● **WHAT YOU ARE ASKED TO DO**
In your answer, print each of the records below exactly.

● **EXERCISE MATERIAL**
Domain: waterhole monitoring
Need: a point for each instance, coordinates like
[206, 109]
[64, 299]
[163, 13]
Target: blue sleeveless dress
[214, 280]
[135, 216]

● **OUTPUT**
Domain: waterhole monitoring
Need: a point for each instance, coordinates like
[206, 109]
[64, 299]
[163, 13]
Target: blue sleeveless dress
[214, 280]
[135, 216]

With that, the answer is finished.